Provide an exact repetition of every entry, with no word altered.

########################################

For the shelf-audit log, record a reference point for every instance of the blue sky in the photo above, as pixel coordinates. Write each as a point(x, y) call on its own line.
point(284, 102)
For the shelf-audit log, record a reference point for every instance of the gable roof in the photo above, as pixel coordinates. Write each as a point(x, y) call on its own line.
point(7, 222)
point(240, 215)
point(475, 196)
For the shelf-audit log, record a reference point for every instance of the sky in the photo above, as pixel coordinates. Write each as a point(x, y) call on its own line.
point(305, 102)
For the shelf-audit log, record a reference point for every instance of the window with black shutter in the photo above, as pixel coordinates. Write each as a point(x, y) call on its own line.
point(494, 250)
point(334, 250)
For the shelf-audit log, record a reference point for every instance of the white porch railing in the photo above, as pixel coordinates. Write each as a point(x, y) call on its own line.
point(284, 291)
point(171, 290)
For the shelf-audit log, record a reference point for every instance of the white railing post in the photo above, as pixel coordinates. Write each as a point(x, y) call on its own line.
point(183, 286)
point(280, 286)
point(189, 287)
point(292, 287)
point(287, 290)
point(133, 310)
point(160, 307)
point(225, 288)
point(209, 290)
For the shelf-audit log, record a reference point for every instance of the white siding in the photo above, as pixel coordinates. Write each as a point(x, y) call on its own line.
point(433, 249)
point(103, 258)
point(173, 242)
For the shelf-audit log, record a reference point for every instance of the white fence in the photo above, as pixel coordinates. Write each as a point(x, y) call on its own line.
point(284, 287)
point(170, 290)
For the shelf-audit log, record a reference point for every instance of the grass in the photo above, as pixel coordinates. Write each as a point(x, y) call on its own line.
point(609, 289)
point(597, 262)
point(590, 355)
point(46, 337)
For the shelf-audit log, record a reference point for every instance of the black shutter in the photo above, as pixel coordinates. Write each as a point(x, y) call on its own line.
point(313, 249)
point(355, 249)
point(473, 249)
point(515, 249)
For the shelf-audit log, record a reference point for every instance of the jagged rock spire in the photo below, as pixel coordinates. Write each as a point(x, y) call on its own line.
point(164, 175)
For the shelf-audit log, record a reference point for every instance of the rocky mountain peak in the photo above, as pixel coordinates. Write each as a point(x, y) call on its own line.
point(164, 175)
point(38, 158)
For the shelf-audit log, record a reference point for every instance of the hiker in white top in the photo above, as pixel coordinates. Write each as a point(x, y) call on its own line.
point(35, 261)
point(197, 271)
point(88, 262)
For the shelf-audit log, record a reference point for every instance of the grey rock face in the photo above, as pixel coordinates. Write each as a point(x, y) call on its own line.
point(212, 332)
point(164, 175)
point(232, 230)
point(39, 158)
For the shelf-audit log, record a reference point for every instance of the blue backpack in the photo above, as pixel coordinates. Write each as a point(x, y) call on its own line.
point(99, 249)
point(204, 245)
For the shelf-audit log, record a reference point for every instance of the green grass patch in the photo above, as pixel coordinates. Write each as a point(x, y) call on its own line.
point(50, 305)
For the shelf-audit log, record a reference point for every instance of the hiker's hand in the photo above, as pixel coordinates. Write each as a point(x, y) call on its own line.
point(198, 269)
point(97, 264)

########################################

### Answer to the problem
For the shelf-audit log, record a reference point for every instance of the blue sky in the photo above, as pixel coordinates. Write each as a point(x, y) call on its own line.
point(284, 102)
For the shelf-audit log, record a reference point for every instance of the gable roof in the photo above, as pixel coordinates. Write each as a point(x, y) call on its own line.
point(7, 222)
point(240, 215)
point(475, 196)
For the shelf-audit log, record a reference point for every instance of the sky in the photo above, as pixel coordinates. Write each as a point(x, y) call on its own line.
point(305, 102)
For the shelf-audit log, record a reference point for every instance of the window with black shutter in the photo above, as pixel coordinates. Write each as a point(x, y) call on its own line.
point(494, 250)
point(334, 250)
For the shelf-audit log, record a reference point for every instance of the white porch railing in the photo above, as pixel coordinates. Write each as a point(x, y) call on its own line.
point(284, 291)
point(171, 290)
For the shelf-audit log, record a reference point for every instance of the white railing post in the photo above, as pixel coordinates. Write each as a point(x, y) call on its own line.
point(183, 286)
point(280, 286)
point(189, 287)
point(292, 287)
point(287, 290)
point(133, 310)
point(160, 307)
point(225, 288)
point(209, 290)
For the shelf-audit log, record a reference point for every instance of the white siding in the photo above, as pixel coordinates. Write each as a point(x, y) call on its own line.
point(433, 249)
point(103, 258)
point(173, 242)
For the shelf-audit log, record a reference point for every instance of the white fence in the photo above, as pixel coordinates. Write each as a point(x, y) call on its own line.
point(284, 287)
point(170, 290)
For the shelf-audit log, record a reference point for every instance of the grass in the photo above, as pixel coordinates. Write each as a point(x, y) call on its own line.
point(609, 289)
point(597, 262)
point(590, 355)
point(46, 337)
For the shelf-audit log, record a reference point for every instance of the black shutter in the photo above, as pixel coordinates. Write each as a point(x, y) call on its own line.
point(313, 249)
point(355, 249)
point(473, 249)
point(515, 249)
For the shelf-audit log, record a reference point for every instance of the jagged rock spire in the photo below, as pixel coordinates. Write each as a point(x, y) call on its own line.
point(164, 175)
For the shelf-audit log, record a reference point for every instance of the rocky mountain peak in the photo above, as pixel coordinates. Write each as a point(x, y) call on its own line.
point(164, 175)
point(38, 158)
For the shelf-audit log, record a reference point for every instance of the hiker in white top in the photo above, as pixel coordinates. Write each as a point(x, y) call on its own line.
point(35, 261)
point(197, 271)
point(88, 262)
For the shelf-audit log, record a reference point for every instance of the grey rock face in the photo above, as pixel coordinates. Write each as a point(x, y) call on its own line.
point(212, 332)
point(164, 175)
point(232, 230)
point(39, 158)
For the shelf-audit log, record a reference point for every instance of the blue backpack in the photo above, as pixel coordinates. Write each as a point(x, y) call on its own line.
point(99, 249)
point(204, 245)
For the shelf-audit log, record a reference point for every instance of the green grass patch in the photo above, as pixel coordinates. Write each as a point(x, y) call on its own line.
point(50, 305)
For the shelf-audit log, record a reference point for every instance of the hiker's hand in the photo above, as pixel coordinates. Write each as a point(x, y) call on its own line.
point(198, 269)
point(97, 264)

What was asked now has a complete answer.